[What to work on]
Write out each line of the entries below that holds the word "ceiling".

-- Extracted entries follows --

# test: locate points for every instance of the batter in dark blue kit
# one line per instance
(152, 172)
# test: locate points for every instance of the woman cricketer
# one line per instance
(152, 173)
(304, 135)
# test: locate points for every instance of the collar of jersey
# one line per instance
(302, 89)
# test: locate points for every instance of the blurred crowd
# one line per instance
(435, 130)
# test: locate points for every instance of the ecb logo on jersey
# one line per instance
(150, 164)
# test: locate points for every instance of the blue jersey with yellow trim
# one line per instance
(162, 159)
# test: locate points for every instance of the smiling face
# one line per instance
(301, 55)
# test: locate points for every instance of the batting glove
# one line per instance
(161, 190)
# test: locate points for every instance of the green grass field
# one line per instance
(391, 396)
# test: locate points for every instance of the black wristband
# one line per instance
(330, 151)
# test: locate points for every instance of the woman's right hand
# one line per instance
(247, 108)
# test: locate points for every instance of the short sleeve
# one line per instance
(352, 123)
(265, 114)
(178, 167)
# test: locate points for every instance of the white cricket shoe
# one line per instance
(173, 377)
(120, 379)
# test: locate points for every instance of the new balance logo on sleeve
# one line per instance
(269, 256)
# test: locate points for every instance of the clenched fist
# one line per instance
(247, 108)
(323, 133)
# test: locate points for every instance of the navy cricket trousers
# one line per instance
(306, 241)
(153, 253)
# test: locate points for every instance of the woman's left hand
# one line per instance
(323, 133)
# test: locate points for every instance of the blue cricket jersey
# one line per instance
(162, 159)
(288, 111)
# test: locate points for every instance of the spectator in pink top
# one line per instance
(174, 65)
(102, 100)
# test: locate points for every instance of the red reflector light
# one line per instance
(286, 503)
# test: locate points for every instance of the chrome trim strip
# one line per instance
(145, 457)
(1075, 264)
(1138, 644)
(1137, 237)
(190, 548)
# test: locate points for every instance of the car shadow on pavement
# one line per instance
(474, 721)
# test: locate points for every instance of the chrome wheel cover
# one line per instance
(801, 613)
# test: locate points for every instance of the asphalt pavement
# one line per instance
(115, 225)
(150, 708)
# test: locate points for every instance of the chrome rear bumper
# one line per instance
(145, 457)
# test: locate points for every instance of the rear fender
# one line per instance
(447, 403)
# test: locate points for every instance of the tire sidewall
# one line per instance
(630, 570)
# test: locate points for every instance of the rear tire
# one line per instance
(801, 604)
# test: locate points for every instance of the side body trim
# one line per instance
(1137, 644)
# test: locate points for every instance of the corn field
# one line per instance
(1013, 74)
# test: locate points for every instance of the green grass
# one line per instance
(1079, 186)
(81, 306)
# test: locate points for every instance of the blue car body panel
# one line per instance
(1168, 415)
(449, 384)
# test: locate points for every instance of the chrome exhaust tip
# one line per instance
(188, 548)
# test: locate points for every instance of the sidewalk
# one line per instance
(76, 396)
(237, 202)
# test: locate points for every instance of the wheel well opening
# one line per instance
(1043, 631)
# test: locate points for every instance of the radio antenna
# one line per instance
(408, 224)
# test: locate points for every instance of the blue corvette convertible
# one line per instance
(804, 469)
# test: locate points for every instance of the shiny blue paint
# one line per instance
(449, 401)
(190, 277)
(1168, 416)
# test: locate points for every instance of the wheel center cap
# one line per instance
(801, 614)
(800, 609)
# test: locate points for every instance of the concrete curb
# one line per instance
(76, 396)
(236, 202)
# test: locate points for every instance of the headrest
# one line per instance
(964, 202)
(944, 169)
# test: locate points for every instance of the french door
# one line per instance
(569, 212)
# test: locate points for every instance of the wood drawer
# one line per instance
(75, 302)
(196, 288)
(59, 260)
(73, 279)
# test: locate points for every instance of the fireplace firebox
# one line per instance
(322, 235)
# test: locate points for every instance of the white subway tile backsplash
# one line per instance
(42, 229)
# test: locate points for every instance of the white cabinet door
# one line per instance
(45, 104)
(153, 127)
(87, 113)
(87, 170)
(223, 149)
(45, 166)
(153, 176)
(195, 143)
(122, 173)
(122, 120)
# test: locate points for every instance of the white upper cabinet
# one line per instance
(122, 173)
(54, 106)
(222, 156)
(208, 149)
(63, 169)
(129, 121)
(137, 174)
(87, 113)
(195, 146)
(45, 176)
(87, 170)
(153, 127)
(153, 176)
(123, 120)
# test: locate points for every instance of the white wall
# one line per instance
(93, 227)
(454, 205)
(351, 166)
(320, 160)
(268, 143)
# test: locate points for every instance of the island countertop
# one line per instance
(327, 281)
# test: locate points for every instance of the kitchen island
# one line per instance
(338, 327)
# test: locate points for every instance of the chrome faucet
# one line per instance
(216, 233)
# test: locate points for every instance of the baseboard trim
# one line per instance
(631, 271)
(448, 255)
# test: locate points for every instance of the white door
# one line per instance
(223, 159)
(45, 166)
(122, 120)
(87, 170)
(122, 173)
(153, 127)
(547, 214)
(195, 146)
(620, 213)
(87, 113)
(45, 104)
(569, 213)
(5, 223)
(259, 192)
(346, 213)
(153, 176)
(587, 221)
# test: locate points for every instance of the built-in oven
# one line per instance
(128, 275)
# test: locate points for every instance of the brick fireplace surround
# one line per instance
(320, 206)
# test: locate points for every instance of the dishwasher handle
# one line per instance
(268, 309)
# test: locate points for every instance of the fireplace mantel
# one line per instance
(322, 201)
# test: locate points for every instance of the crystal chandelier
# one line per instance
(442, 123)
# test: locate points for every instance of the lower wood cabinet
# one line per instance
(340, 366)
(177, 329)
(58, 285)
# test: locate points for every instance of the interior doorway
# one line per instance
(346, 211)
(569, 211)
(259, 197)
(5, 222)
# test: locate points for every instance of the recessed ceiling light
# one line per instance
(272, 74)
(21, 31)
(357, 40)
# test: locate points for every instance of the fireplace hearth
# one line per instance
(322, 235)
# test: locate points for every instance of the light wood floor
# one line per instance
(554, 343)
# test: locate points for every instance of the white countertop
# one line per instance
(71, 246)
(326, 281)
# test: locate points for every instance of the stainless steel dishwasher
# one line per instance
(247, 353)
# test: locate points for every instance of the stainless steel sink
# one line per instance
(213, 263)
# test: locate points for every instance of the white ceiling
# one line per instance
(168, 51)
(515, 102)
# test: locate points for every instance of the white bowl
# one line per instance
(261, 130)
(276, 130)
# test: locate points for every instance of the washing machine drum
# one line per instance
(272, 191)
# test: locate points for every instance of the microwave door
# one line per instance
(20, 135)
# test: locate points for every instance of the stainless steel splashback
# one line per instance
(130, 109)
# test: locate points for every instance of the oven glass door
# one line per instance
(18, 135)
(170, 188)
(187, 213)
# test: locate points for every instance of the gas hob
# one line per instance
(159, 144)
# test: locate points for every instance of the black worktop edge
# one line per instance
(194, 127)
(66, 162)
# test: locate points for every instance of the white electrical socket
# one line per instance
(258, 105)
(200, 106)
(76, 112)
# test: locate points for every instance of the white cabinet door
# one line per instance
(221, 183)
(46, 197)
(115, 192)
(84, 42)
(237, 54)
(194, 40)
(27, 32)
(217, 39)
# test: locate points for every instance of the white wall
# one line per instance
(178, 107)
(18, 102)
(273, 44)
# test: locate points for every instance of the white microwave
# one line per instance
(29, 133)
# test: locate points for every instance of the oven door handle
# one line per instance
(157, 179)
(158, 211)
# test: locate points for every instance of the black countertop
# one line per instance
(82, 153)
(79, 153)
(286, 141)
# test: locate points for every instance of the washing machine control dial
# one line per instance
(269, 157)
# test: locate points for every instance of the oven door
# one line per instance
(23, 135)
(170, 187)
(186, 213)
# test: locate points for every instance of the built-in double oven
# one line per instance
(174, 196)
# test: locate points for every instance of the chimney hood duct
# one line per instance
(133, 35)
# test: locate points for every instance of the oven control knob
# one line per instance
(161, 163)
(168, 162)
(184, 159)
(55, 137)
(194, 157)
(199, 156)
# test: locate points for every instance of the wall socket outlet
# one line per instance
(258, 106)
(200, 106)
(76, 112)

-- Extracted entries concluded --

[Solution for this problem]
# test: locate points for every instance of the recessed ceiling light
# test: locate points for every instance of the white ceiling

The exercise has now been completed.